◆ Stored data
>> start

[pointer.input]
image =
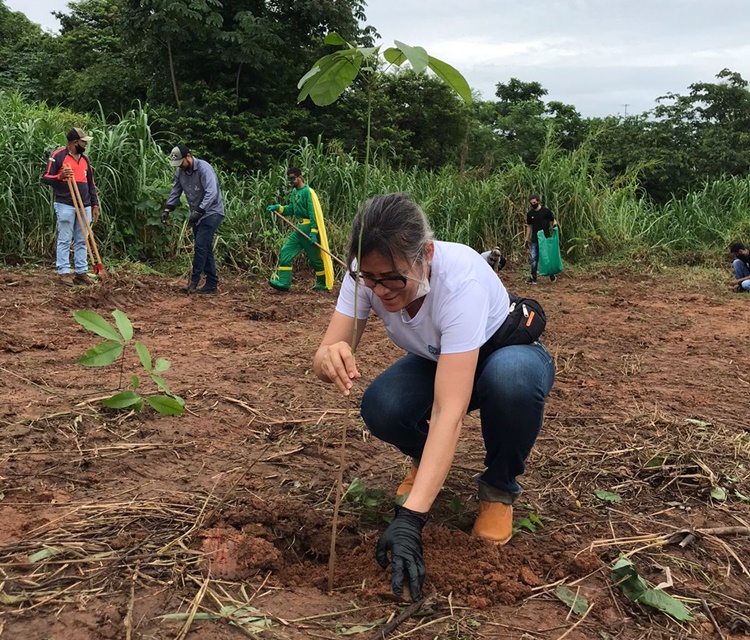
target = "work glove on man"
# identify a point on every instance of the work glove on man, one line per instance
(403, 539)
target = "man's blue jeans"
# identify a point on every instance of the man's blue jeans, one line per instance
(741, 271)
(534, 249)
(68, 230)
(510, 388)
(203, 258)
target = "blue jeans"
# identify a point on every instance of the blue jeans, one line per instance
(534, 249)
(203, 258)
(741, 271)
(68, 230)
(510, 388)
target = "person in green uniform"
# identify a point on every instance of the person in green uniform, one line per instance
(301, 210)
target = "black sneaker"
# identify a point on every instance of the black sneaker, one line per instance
(205, 289)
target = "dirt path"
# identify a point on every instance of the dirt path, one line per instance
(110, 520)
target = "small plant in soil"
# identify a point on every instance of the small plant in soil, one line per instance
(106, 353)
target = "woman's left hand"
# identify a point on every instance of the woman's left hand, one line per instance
(403, 538)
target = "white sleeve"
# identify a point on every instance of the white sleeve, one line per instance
(463, 319)
(345, 303)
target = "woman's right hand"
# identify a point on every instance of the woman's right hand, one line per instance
(337, 363)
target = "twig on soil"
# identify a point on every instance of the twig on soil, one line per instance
(711, 617)
(402, 617)
(583, 617)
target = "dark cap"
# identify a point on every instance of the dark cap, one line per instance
(78, 134)
(177, 155)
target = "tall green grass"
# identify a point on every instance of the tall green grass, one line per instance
(598, 216)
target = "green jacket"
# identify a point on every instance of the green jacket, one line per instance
(300, 206)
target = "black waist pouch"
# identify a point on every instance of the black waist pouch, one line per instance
(525, 323)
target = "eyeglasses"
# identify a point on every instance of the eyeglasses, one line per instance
(394, 283)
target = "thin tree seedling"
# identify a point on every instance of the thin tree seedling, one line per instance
(106, 353)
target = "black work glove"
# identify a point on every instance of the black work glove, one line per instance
(403, 538)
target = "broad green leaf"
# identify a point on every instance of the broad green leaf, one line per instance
(451, 77)
(335, 38)
(577, 603)
(608, 496)
(47, 552)
(161, 383)
(161, 365)
(100, 355)
(657, 599)
(123, 324)
(121, 400)
(394, 56)
(625, 576)
(417, 57)
(336, 74)
(143, 355)
(96, 324)
(166, 405)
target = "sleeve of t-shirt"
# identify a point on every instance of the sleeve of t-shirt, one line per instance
(345, 303)
(463, 319)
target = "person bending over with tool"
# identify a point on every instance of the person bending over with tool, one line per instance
(197, 179)
(440, 303)
(71, 163)
(304, 209)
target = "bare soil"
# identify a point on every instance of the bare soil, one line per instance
(221, 519)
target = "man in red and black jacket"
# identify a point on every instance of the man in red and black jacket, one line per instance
(71, 163)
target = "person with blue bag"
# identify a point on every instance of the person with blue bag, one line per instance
(538, 218)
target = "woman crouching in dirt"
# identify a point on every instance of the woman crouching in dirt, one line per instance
(440, 302)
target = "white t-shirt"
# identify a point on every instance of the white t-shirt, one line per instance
(466, 304)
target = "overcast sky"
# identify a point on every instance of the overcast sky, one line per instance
(598, 55)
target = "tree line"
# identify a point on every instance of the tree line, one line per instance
(222, 75)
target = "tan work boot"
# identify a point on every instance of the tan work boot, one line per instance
(494, 522)
(408, 482)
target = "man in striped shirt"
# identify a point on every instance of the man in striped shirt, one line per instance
(71, 163)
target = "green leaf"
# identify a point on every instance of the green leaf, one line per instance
(657, 599)
(122, 400)
(123, 324)
(161, 365)
(451, 77)
(143, 355)
(166, 405)
(417, 56)
(47, 552)
(101, 355)
(394, 56)
(608, 496)
(577, 603)
(625, 576)
(96, 324)
(161, 383)
(337, 71)
(335, 38)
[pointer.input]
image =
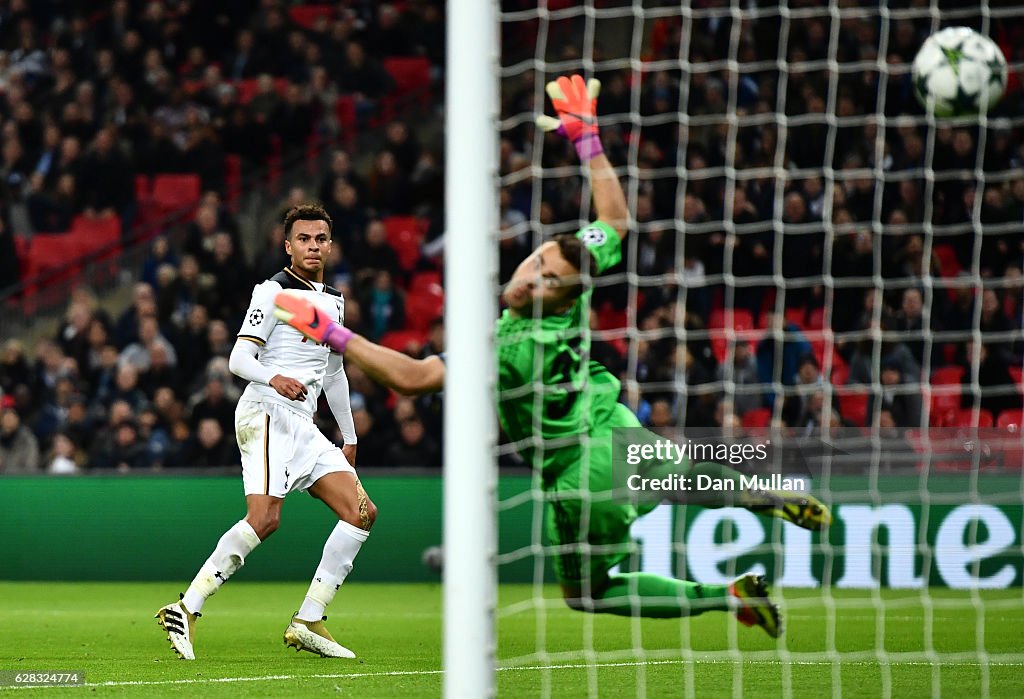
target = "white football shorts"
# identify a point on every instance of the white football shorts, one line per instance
(283, 450)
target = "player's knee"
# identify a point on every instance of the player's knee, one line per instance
(371, 514)
(576, 603)
(265, 524)
(361, 515)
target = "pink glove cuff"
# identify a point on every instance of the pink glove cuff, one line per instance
(588, 146)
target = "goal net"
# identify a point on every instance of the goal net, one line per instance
(813, 262)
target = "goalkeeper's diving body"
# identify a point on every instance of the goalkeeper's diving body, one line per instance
(544, 328)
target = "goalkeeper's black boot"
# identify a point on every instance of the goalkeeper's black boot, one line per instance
(753, 606)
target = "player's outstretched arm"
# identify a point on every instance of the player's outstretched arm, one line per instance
(394, 369)
(576, 103)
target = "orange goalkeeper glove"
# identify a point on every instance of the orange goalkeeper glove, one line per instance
(303, 315)
(576, 103)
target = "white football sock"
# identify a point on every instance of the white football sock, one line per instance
(339, 553)
(225, 559)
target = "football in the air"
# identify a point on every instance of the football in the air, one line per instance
(958, 73)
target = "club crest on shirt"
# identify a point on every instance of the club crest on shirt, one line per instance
(593, 236)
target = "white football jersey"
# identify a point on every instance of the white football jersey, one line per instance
(283, 349)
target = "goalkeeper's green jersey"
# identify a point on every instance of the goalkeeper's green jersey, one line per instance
(548, 387)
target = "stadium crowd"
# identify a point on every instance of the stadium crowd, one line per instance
(90, 99)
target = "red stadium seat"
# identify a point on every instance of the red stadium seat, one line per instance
(172, 193)
(232, 181)
(948, 264)
(816, 319)
(424, 281)
(796, 316)
(412, 78)
(54, 258)
(306, 15)
(1011, 420)
(948, 375)
(410, 342)
(94, 234)
(1009, 431)
(853, 406)
(1018, 375)
(344, 112)
(944, 398)
(966, 417)
(741, 318)
(404, 233)
(143, 187)
(759, 417)
(423, 308)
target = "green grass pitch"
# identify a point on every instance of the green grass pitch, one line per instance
(108, 631)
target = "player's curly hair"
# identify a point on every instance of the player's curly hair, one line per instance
(306, 212)
(577, 254)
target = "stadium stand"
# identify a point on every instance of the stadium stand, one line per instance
(189, 115)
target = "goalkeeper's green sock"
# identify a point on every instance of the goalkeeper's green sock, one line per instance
(656, 597)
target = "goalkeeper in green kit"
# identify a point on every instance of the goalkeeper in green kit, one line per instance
(549, 388)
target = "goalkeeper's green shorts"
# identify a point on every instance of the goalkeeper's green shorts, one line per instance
(588, 529)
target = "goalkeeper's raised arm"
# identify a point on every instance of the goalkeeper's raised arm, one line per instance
(576, 103)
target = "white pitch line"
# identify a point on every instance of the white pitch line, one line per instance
(513, 668)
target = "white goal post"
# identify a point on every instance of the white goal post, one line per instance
(470, 263)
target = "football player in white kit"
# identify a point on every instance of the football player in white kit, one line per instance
(282, 448)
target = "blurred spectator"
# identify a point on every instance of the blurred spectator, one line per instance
(779, 352)
(743, 374)
(211, 446)
(18, 448)
(137, 354)
(374, 255)
(799, 406)
(383, 306)
(64, 457)
(414, 446)
(214, 402)
(900, 400)
(374, 440)
(121, 447)
(996, 389)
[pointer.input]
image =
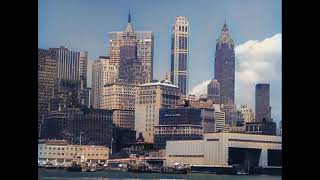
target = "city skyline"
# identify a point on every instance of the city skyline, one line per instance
(259, 35)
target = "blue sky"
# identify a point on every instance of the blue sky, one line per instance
(84, 25)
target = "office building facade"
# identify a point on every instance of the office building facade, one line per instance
(213, 90)
(46, 79)
(103, 72)
(120, 98)
(71, 65)
(143, 42)
(247, 113)
(180, 54)
(150, 98)
(219, 117)
(224, 66)
(263, 109)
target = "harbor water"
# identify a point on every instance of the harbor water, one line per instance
(55, 174)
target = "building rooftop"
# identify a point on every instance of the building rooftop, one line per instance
(163, 83)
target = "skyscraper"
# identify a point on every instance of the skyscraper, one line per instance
(214, 91)
(103, 72)
(247, 113)
(46, 79)
(143, 40)
(263, 109)
(180, 54)
(224, 67)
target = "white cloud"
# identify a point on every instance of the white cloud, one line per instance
(257, 62)
(200, 88)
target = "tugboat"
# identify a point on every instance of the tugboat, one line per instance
(75, 166)
(177, 168)
(141, 167)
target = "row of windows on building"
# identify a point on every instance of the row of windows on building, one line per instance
(180, 134)
(71, 154)
(54, 148)
(186, 155)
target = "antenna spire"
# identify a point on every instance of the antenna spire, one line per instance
(129, 17)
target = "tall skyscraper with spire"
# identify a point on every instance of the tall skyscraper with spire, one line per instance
(139, 43)
(224, 66)
(180, 54)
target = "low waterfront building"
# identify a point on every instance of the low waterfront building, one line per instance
(67, 123)
(237, 129)
(122, 138)
(226, 149)
(61, 151)
(183, 123)
(164, 133)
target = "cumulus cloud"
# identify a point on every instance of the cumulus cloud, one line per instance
(257, 62)
(200, 88)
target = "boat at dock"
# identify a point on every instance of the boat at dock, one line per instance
(141, 167)
(177, 168)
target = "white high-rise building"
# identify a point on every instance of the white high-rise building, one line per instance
(247, 113)
(220, 118)
(120, 98)
(180, 54)
(150, 98)
(103, 72)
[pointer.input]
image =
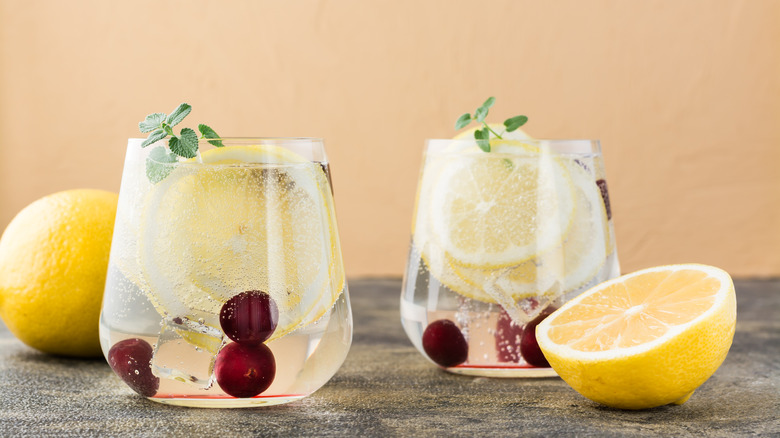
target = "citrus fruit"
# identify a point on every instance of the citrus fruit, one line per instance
(53, 264)
(645, 339)
(492, 210)
(211, 232)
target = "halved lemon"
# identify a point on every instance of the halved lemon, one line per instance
(211, 232)
(645, 339)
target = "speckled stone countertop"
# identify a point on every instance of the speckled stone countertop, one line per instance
(386, 388)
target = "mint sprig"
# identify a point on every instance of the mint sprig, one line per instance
(482, 135)
(160, 126)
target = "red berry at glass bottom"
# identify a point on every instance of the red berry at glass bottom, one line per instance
(508, 336)
(245, 370)
(529, 347)
(131, 360)
(249, 318)
(445, 344)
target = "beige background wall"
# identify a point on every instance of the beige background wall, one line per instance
(685, 97)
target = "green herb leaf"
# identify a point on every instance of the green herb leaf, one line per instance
(154, 137)
(480, 114)
(186, 145)
(483, 139)
(207, 132)
(151, 122)
(463, 121)
(178, 114)
(156, 168)
(513, 123)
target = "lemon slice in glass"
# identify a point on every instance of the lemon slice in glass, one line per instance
(210, 232)
(500, 209)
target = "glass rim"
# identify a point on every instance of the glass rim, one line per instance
(310, 149)
(560, 145)
(290, 139)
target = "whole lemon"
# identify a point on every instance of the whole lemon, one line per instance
(53, 264)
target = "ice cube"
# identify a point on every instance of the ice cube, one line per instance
(186, 350)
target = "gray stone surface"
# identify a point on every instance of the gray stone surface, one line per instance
(386, 388)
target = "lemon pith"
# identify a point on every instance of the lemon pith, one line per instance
(646, 339)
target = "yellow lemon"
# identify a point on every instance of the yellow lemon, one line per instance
(645, 339)
(53, 263)
(211, 232)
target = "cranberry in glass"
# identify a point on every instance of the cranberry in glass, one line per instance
(444, 343)
(131, 360)
(245, 370)
(529, 347)
(508, 336)
(249, 318)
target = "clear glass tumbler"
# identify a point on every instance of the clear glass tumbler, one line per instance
(225, 285)
(500, 239)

>> end

◆ Aim of the task
Gather every line of the rows above that contains the string "bending", treating uppercase and lowercase as different.

◆ Task response
target = "person bending over with tool"
# identify a point on every instance of the person bending over with tool, one line per instance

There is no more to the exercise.